* _Assignment 1_: In the article on Dr. Guy's speech, roughly how many times did Babe Ruth strike out?
* _Assignment 2_: Copy the stretch of the article on Dr. Guy's speech from "Dr. Guy then" through "Dr. Guy said.", substituting "Seneca" for "Marcus Aurelius".
* _Assignment 3_: Carry on the article about Dr. Guy's presidential speech, starting right after its last sentence.

Daniel K. Guy, MD, FAAOS, prefaced his speech as 2021–2022 AAOS president with an admitted understate-ment of the obvious: “We’ve had a challenging year.”
“We have faced challenge after challenge,” and yet, he continued, “here we are today as a sure, indelible sign of perseverance.”
Turning to a sports legend to illustrate his point, Dr. Guy quoted Babe Ruth: “Every strike brings me closer to the next home run.” Ruth, it should be noted, is famous for hitting 714 balls out of the park, but he was also known as the King of Strikeouts, whiffing some 1,330 times. “For him, though,” Dr. Guy said, “that was just the price of doing business. He continued to step up to bat—enjoying the good, accepting the bad, and then doing it all over again.”
As orthopaedic surgeons, “all of us have likewise stayed in the game, absorbing our losses, celebrating our wins, and getting here today to do it all over again.”
Dr. Guy then emphatically pivoted to give tribute to his predecessor and good friend, 2021–2022 President Joseph A. Bosco III, MD, FAAOS. “As our president, Joe proved over and over again that he was the right person for the tough times we were experiencing. Joe never wavered, and he communicated with Fellows consistently, while he continued to judiciously offer each of us wit, sprinkled with bits of philosophy, that always kept me reaching for a dictionary. Joe, Marcus Aurelius would be proud of your exemplary service,” Dr. Guy said.

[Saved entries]
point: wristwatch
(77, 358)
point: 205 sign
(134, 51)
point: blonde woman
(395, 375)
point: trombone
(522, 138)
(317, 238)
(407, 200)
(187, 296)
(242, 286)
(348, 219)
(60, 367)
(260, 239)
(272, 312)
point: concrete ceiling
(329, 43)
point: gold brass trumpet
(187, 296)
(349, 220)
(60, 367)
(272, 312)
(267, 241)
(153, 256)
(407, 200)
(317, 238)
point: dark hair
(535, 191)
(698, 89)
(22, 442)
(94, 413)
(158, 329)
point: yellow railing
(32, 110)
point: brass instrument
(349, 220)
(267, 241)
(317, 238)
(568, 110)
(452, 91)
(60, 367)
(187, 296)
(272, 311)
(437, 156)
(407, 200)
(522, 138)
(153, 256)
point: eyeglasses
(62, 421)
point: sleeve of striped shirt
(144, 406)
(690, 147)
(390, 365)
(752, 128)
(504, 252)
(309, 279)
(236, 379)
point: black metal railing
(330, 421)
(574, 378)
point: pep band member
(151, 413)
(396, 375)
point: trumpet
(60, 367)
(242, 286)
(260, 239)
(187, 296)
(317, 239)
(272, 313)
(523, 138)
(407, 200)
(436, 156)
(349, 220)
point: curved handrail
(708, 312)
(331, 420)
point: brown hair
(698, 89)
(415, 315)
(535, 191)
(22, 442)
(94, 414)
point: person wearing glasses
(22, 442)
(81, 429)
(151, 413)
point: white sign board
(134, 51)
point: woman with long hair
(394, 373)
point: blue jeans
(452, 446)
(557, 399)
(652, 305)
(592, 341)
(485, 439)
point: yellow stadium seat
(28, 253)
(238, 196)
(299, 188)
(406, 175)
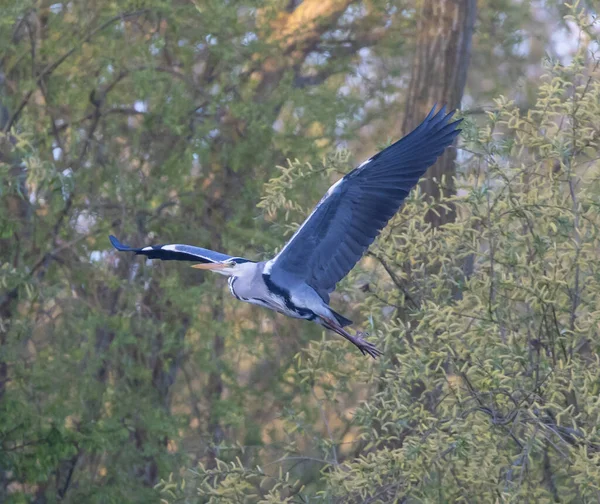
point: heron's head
(234, 266)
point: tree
(438, 75)
(508, 370)
(158, 122)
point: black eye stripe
(239, 260)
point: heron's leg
(364, 346)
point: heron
(297, 282)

* _Written answer 1_: Some 1,330 times.

* _Written answer 2_:
Dr. Guy then emphatically pivoted to give tribute to his predecessor and good friend, 2021–2022 President Joseph A. Bosco III, MD, FAAOS. “As our president, Joe proved over and over again that he was the right person for the tough times we were experiencing. Joe never wavered, and he communicated with Fellows consistently, while he continued to judiciously offer each of us wit, sprinkled with bits of philosophy, that always kept me reaching for a dictionary. Joe, Seneca would be proud of your exemplary service,” Dr. Guy said.

* _Written answer 3_:
He predicted a bright future ahead as Felix H. (Buddy) Savoie III, MD, FAAOS, becomes president next March, followed in a year by Kevin J. Bozic, MD, MBA, FAAOS. “Both Buddy and Kevin welcome the opportunity to help lead the Academy, and I am confident they and the next generation of leaders will serve us well,” Dr. Guy said.
He continued: “We are orthopaedic surgeons. Some of us work on the shoulder, some on the spine or hand, others on hips and knees … but we are all orthopaedic surgeons. And this Academy represents each of you. We are a member organization. Every Academy initiative is designed to help us be better surgeons so that we can provide the best care to the patients we serve.”
Referring to the “incomparable” Academy benefits, from initiatives in virtual learning opportunities to improved and expanded education resources for residents and quality initiatives such as the thriving Registries Program, Dr. Guy said, “It is easy to take these benefits for granted, and some might ask, ‘Does this really matter?’” Dr. Guy’s resounding answer: “You bet it does.”
Noting that he felt “lucky to be here today,” Dr. Guy gave thanks to “each of you here as well as many of those who are absent.” He added, “I have the good fortune to be supported by my family, friends, and colleagues.” Dr. Guy expressed his affection for and gratitude to his wife, Jill, whom he called his “good luck” and his “best friend of 50 years and wife of 45 years.” He was escorted on stage by their “flock:” one of their two daughters and three grandchildren, who have already showed signs of following in their grandfather’s footsteps. “Brooks, now 7 years old, a few years ago went early decision and plans to be ‘a bone doctor,’” Dr. Guy said. “I am encouraging this good career choice. His older sister, Emma, also recently declared for orthopaedics, while almost-3-year-old Frances is leaving her options open. We are so proud of all of you.”
In summing up his message of gratitude to be part of a proud and respected profession and an organization that faithfully and honorably serves the interests of its members and their patients, Dr. Guy returned to the theme of his speech: “Does this matter? I think you know the answer. You bet it matters.”